Request 1:
Reproduce the part of the volatility forecasting passage between "In Table 7, it" and "the HAR-ARV model.", inclusive.

======== Source text ========

Compared with the in-sample forecasting performance, we are more concerned with the out-of-sample forecasting performance of the model, for the out-of-sample forecasting performance is more significant to the study of volatility in Chinese stock market. In order to make effective evaluation to the out-of-sample forecasting performance of the model, we divide the whole sample interval (from April 20, 2007 to April 20, 2012) into two parts the former part (from April 20, 2007 to May 31, 2011) has 1000 samples in all as the estimation intervals of the model; the latter part (from June 1, 2011 to April 20, 2012) has 199 samples in all as the forecasting intervals of the model. Figures 3(a), 3(b), and 3(c) contain three out-of-sample forecast volatility sequences that are obtained by the HAR-CJ-M, HAR-ARV, and HAR-ARV-CJ models and a real volatility sequence. In addition, the method of analyzing is the same with that of the Section 4.4.1, that is, using the loss functions to evaluate the out-of-sample forecasting performance of the model. The results are shown in Table 7.

tab7
Table 7: Out-of-sample Forecast Statistics.
fig3
Figure 3: (a) Comparison of the out-of-sample forecasting performance of the HAR-ARV, HAR-CJ, and HAR-CJ-M model (1 day). ARV represents the true volatility; HAR-ARV, HAR-CJ and HAR-CJ-M represent the forecast volatility of the HAR-ARV, HAR-CJ, and HAR-CJ-M models, respectively. (b) Comparison of the out-of-sample forecasting performance of the HAR-ARV, HAR-CJ, and HAR-CJ-M model (1 week). ARV represents the true volatility; HAR-ARV, HAR-CJ, and HAR-CJ-M represent the forecast volatility of the HAR-ARV, HAR-CJ, and HAR-CJ-M models, respectively. (c) Comparison of the out-of-sample forecasting performance of the HAR-ARV, HAR-CJ, and HAR-CJ-M model (1 month). ARV represents the true volatility; HAR-ARV, HAR-CJ, and HAR-CJ-M represent the forecast volatility of the HAR-ARV, HAR-CJ, and HAR-CJ-M models, respectively.

In Table 7, it can be found that except that the MAPE of HAR-CJ-M model is greater than that of HAR-ARV-CJ model, and that of HAR-ARV-CJ model greater than HAR-ARV model when forecasting the 1-week ARV, the rest values of MAE, MAPE, RMSE, HRMSE, and Theil coefficient of HAR-CJ-M model are all smaller than those of HAR-ARV-CJ model, and the MAE, MAPE, RMSE, HRMSE and Theil coefficient of HAR-ARV-CJ model are smaller than those of HAR-ARV model. Therefore, the HAR-CJ-M model has better out-of-sample forecasting performance on future performance in Chinese stock market than the HAR-ARV-CJ model, and the HAR-CJ model is better than the HAR-ARV model.

========

Request 2:
Give only the number of lines in the records below that contain the string "pineapple", counting a match only when the case is the same.

======== Entries shown ========

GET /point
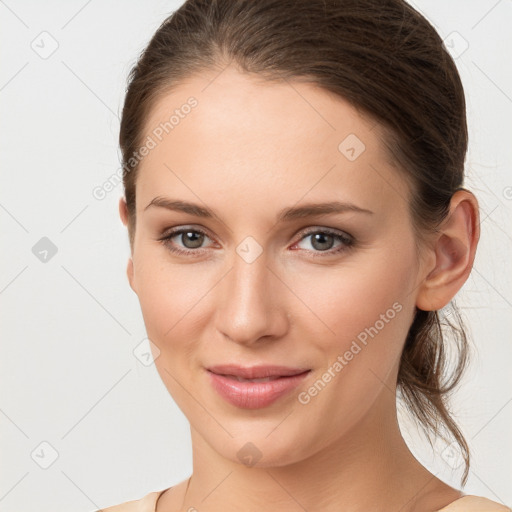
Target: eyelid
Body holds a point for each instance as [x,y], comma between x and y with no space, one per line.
[347,239]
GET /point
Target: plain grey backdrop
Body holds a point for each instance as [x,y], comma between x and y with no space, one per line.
[85,420]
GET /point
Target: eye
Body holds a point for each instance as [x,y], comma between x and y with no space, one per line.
[322,241]
[192,239]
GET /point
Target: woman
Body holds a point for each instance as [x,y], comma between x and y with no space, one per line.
[293,177]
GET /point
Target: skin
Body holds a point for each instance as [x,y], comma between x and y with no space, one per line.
[246,159]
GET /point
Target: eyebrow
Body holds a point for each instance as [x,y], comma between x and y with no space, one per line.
[286,214]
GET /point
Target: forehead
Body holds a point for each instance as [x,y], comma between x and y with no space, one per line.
[277,141]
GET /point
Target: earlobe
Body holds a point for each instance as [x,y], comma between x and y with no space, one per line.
[123,211]
[454,248]
[129,274]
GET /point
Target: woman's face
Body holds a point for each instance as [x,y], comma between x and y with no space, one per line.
[329,296]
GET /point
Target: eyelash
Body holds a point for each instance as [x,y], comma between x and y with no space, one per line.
[347,241]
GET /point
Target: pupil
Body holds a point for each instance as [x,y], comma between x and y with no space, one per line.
[320,237]
[195,242]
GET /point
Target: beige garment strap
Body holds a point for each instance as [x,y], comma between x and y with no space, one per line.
[475,504]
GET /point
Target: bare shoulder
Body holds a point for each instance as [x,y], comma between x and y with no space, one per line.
[475,504]
[144,504]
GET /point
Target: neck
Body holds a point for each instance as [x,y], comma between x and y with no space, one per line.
[367,468]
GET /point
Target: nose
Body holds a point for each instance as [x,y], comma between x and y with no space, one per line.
[251,302]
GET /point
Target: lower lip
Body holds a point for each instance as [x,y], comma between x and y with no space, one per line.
[254,395]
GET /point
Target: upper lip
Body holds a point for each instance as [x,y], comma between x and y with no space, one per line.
[256,372]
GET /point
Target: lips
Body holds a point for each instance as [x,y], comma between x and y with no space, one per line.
[254,387]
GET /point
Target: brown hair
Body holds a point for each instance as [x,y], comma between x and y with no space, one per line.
[384,58]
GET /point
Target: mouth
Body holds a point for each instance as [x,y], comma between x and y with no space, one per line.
[254,387]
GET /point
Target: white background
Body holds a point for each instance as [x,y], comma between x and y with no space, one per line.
[69,325]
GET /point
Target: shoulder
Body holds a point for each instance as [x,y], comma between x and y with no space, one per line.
[145,504]
[475,504]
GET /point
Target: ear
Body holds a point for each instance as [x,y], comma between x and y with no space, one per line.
[454,248]
[123,213]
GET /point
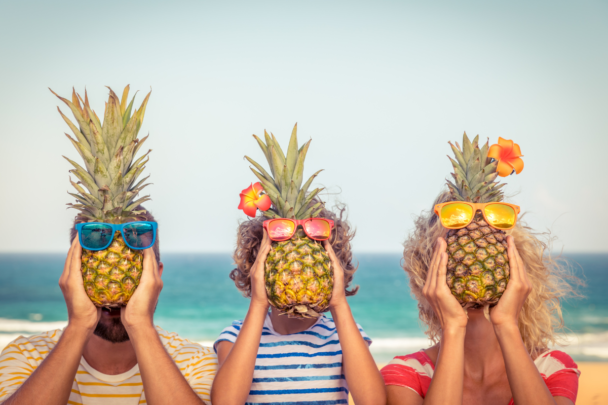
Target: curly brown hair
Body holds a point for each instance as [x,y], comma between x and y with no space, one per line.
[551,278]
[249,239]
[147,216]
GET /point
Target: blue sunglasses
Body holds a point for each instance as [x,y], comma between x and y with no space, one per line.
[99,235]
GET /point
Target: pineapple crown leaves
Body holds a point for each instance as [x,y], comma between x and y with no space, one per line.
[290,199]
[474,176]
[107,187]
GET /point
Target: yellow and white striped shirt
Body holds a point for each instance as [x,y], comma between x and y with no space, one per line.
[20,358]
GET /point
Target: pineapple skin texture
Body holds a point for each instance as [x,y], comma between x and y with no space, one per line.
[111,275]
[478,265]
[299,277]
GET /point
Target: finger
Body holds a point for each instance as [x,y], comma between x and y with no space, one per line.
[432,276]
[435,258]
[148,270]
[75,274]
[68,261]
[337,265]
[513,262]
[520,262]
[442,271]
[152,261]
[330,250]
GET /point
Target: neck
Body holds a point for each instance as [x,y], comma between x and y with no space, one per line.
[109,358]
[286,326]
[482,351]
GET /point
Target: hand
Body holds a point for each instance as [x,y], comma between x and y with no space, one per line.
[506,312]
[139,311]
[338,295]
[82,312]
[256,274]
[437,293]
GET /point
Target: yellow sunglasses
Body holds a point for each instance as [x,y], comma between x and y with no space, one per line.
[459,214]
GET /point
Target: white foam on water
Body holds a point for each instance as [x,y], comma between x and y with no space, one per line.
[581,344]
[29,327]
[586,344]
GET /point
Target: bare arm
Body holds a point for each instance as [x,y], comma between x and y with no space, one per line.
[526,383]
[447,384]
[448,379]
[51,382]
[237,361]
[360,369]
[162,380]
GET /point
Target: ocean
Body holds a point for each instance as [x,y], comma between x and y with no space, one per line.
[199,300]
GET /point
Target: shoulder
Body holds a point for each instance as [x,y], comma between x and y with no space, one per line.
[329,325]
[555,361]
[413,371]
[229,334]
[182,349]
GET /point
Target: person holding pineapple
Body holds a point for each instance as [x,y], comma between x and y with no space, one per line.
[487,292]
[295,260]
[110,352]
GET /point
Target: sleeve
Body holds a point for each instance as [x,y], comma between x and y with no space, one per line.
[561,374]
[201,372]
[364,335]
[14,369]
[407,372]
[229,334]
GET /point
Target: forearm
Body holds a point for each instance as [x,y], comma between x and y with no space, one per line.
[163,382]
[235,375]
[364,379]
[51,383]
[448,379]
[526,383]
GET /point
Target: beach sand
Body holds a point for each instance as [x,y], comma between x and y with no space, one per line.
[593,384]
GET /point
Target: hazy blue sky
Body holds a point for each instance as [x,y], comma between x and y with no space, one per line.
[380,87]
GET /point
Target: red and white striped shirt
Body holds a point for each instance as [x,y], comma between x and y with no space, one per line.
[415,372]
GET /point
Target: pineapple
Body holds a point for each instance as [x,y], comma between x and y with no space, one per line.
[478,265]
[107,191]
[298,272]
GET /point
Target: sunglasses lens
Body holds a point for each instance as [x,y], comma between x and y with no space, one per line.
[139,235]
[318,229]
[500,216]
[456,215]
[281,229]
[96,236]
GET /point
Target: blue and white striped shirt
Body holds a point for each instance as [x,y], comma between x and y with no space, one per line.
[301,368]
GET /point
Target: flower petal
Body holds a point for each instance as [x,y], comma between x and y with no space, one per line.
[507,145]
[504,169]
[518,165]
[516,151]
[263,203]
[257,188]
[495,151]
[249,209]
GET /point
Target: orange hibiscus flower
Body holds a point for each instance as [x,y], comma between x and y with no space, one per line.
[252,199]
[508,155]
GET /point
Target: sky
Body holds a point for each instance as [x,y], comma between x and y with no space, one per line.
[379,86]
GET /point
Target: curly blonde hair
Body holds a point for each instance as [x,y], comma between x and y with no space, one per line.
[249,239]
[551,279]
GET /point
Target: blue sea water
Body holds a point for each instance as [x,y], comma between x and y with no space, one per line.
[198,300]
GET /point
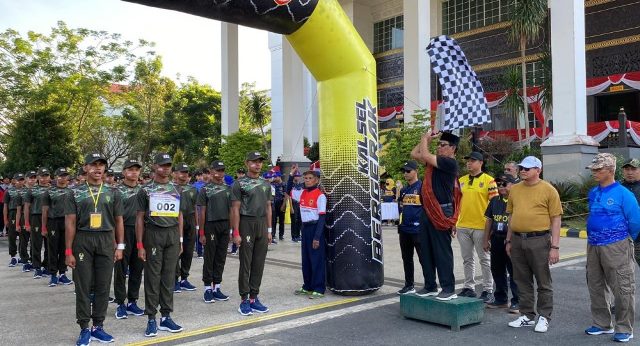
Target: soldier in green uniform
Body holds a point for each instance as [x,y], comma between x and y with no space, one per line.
[93,212]
[11,212]
[129,191]
[159,243]
[33,220]
[251,224]
[190,226]
[53,227]
[214,200]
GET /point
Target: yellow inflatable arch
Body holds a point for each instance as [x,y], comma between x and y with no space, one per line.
[331,48]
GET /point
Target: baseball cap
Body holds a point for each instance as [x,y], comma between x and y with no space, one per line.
[93,157]
[506,178]
[181,167]
[410,165]
[61,171]
[631,162]
[130,163]
[602,160]
[162,159]
[254,155]
[474,155]
[530,162]
[217,165]
[43,171]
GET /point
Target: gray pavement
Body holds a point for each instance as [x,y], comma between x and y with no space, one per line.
[33,313]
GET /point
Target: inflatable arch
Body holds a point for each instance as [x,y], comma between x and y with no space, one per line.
[331,48]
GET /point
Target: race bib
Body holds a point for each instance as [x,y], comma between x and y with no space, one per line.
[164,205]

========

Full solution 1:
In Table 7, it can be found that except that the MAPE of HAR-CJ-M model is greater than that of HAR-ARV-CJ model, and that of HAR-ARV-CJ model greater than HAR-ARV model when forecasting the 1-week ARV, the rest values of MAE, MAPE, RMSE, HRMSE, and Theil coefficient of HAR-CJ-M model are all smaller than those of HAR-ARV-CJ model, and the MAE, MAPE, RMSE, HRMSE and Theil coefficient of HAR-ARV-CJ model are smaller than those of HAR-ARV model. Therefore, the HAR-CJ-M model has better out-of-sample forecasting performance on future performance in Chinese stock market than the HAR-ARV-CJ model, and the HAR-CJ model is better than the HAR-ARV model.

Full solution 2:
4